- Written task -
Extract every one of the lines below word for word, leaving the pictures out of your answer.

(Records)
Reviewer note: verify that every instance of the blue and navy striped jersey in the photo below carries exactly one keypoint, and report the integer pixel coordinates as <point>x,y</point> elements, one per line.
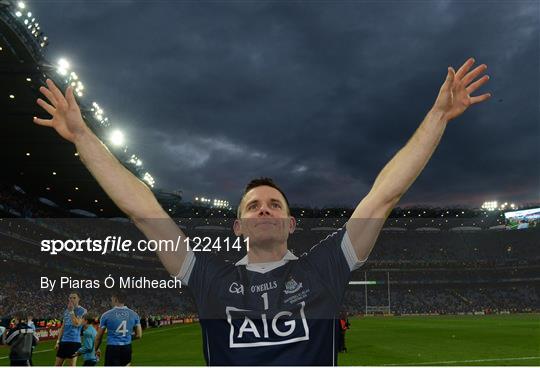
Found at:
<point>282,314</point>
<point>119,322</point>
<point>71,332</point>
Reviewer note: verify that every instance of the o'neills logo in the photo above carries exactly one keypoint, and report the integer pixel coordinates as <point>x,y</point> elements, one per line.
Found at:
<point>292,286</point>
<point>264,287</point>
<point>236,288</point>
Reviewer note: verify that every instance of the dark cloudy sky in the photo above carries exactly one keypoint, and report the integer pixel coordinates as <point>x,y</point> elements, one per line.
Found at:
<point>319,95</point>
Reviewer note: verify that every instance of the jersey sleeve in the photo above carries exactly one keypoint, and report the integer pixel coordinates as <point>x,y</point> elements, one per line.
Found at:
<point>200,271</point>
<point>80,312</point>
<point>103,320</point>
<point>333,259</point>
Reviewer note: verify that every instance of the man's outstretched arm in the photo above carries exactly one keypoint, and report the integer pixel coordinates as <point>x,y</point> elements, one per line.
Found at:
<point>398,175</point>
<point>129,193</point>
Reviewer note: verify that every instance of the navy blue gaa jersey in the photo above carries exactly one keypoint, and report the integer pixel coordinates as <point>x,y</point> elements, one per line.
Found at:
<point>277,313</point>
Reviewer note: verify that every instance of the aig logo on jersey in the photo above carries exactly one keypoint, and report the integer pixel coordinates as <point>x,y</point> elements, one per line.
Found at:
<point>252,328</point>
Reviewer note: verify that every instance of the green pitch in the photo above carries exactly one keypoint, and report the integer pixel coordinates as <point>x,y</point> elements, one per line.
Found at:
<point>450,340</point>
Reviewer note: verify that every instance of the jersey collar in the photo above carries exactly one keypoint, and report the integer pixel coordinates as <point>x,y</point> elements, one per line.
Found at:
<point>264,267</point>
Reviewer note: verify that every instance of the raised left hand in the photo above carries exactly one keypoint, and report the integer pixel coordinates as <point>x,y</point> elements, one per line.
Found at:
<point>455,93</point>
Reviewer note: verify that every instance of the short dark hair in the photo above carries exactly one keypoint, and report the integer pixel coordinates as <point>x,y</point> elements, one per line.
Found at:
<point>258,182</point>
<point>76,293</point>
<point>120,295</point>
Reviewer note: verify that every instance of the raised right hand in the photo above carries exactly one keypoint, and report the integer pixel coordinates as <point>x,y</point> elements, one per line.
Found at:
<point>66,115</point>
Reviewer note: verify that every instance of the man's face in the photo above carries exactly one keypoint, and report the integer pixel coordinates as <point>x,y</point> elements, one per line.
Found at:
<point>74,298</point>
<point>264,217</point>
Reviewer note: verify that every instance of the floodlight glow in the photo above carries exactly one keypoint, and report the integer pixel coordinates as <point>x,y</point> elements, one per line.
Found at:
<point>149,179</point>
<point>117,138</point>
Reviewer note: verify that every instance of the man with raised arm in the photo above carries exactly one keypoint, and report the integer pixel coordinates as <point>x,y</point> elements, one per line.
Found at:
<point>271,307</point>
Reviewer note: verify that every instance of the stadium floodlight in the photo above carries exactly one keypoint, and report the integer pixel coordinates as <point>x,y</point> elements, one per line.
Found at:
<point>63,67</point>
<point>117,138</point>
<point>149,179</point>
<point>490,205</point>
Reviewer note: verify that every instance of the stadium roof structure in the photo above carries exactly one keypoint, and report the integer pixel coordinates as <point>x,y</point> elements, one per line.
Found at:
<point>36,158</point>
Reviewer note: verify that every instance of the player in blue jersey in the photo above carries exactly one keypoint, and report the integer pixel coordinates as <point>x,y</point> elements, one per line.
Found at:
<point>87,349</point>
<point>119,322</point>
<point>69,336</point>
<point>271,307</point>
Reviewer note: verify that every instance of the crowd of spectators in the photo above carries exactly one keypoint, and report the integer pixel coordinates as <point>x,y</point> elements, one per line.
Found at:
<point>429,271</point>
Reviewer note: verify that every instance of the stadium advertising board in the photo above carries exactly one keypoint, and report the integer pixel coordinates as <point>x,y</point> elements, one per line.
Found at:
<point>523,219</point>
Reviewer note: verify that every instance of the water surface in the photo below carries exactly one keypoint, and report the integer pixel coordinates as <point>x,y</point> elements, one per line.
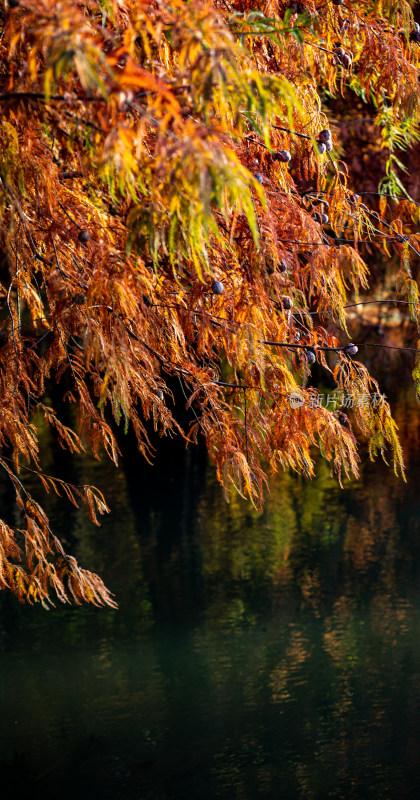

- Solution for this exercise -
Reviewer note: verify that every instance of the blue and navy striped jersey in the photo below carries exactly one keypoint, and report the integer pixel coordinates as <point>x,y</point> elements, one per line.
Found at:
<point>282,314</point>
<point>119,322</point>
<point>71,332</point>
Reviewer note: verify that every instance of the o'neills logo in the photo above carries exactly one keypoint, and report the integer pixel coordinates as <point>x,y</point> elements, one per line.
Found at:
<point>292,286</point>
<point>264,287</point>
<point>236,288</point>
Reviewer note: verify that every instance of the dark cloudy sky in the photo above carries exactly one keypoint, and report the integer pixel coordinates as <point>x,y</point> elements, one per line.
Found at:
<point>319,95</point>
Reviewer note: verify that every instance of the jersey sleeve in the photo above carries exactly one keypoint, and report the integer pixel coordinates as <point>x,y</point> elements, one per line.
Found at:
<point>200,271</point>
<point>80,312</point>
<point>103,320</point>
<point>333,259</point>
Reviewer note: verify that every instance of the man's outstretched arm in the photo above carries exactly one keypoint, and report the integer pixel coordinates as <point>x,y</point> elements, one per line.
Found at:
<point>398,175</point>
<point>129,193</point>
Reviewer note: verify that every instance of the navy blue gaa jersey in the photo above carries exactly one keypoint, and report the integer pixel coordinates as <point>x,y</point> elements, one per line.
Found at:
<point>277,313</point>
Reviewer note: verify that every instance of the aig logo on jersey in the photo above carries exactly one keypoint, and report the integer pixel coordinates as <point>x,y</point> elements, one per line.
Found at:
<point>252,328</point>
Reviewer note: verify that every instance of the green pitch in the photo above carries exactly one keypoint, and report the integer pixel coordinates as <point>x,y</point> elements, one per line.
Found at:
<point>450,340</point>
Reviewer note: verify that every instance of the jersey collar in the photo above carries exactly one keypoint, and report the integer pixel coordinates as <point>x,y</point> elements, one per line.
Found at:
<point>264,267</point>
Reviewer note: verify that every instance of the raised left hand in the photo above carries exactly one keypoint, and report the integer pixel coordinates as <point>x,y</point> elements, one per line.
Found at:
<point>455,93</point>
Reviewer note: verify that every instance of the short dark hair in the photo above carries exactly one keypoint, and report the integer pixel coordinates as <point>x,y</point> elements, one per line.
Found at:
<point>258,182</point>
<point>76,293</point>
<point>120,295</point>
Reviewer note: verify that every instance of the raised right hand in the photo above carries exactly one keypoint, and report the integer pixel coordinates as <point>x,y</point> elements, one per line.
Found at:
<point>66,115</point>
Reviewer note: verify that every instance of the man's face in the photo above carries exactly one keypoint, and report the integer pixel coordinates as <point>x,y</point> elements, one per line.
Found at:
<point>74,298</point>
<point>264,217</point>
Reviewer note: verify that every instance of the floodlight glow in the photo above carries exactly one keypoint, and report the integer pixel coordinates as <point>x,y</point> elements, one per line.
Found at:
<point>149,179</point>
<point>117,138</point>
Reviewer note: verify that every instance of the man with raised arm in the photo above carries exactly one keypoint, and report the integer pixel coordinates as <point>x,y</point> elements, one per line.
Found at:
<point>271,307</point>
Reviewer note: verify that every instance of the stadium floodlight in the photo above carries exactly one keypoint, and report the integer pixel coordinates as <point>x,y</point> elements, one per line.
Found at:
<point>63,67</point>
<point>117,138</point>
<point>149,179</point>
<point>490,205</point>
Reviewer note: verify that every instance of the stadium roof structure in the photo above carries exactly one keypoint, and report the integer pixel coordinates as <point>x,y</point> elements, one per line.
Found at:
<point>36,158</point>
Reviewer note: verify that every instance of the player in blue jersey in the photo above carries exactly one keypoint, and report the integer pixel coordinates as <point>x,y</point> elements, one per line.
Found at:
<point>87,349</point>
<point>119,322</point>
<point>69,336</point>
<point>271,307</point>
Reviewer note: verify that every instance of the crowd of spectators in the photo above carries exactly one keypoint, and report the integer pixel coordinates as <point>x,y</point> elements, one per line.
Found at:
<point>429,271</point>
Reviewer note: verify that every instance of the stadium advertising board in the photo above carries exactly one keypoint, and report the integer pixel coordinates as <point>x,y</point> elements, one per line.
Found at:
<point>523,219</point>
Reviewer note: verify that every instance of the water surface in the photo below carries exactly one keypoint, and report the integer pixel coordinates as <point>x,y</point> elements, one per line.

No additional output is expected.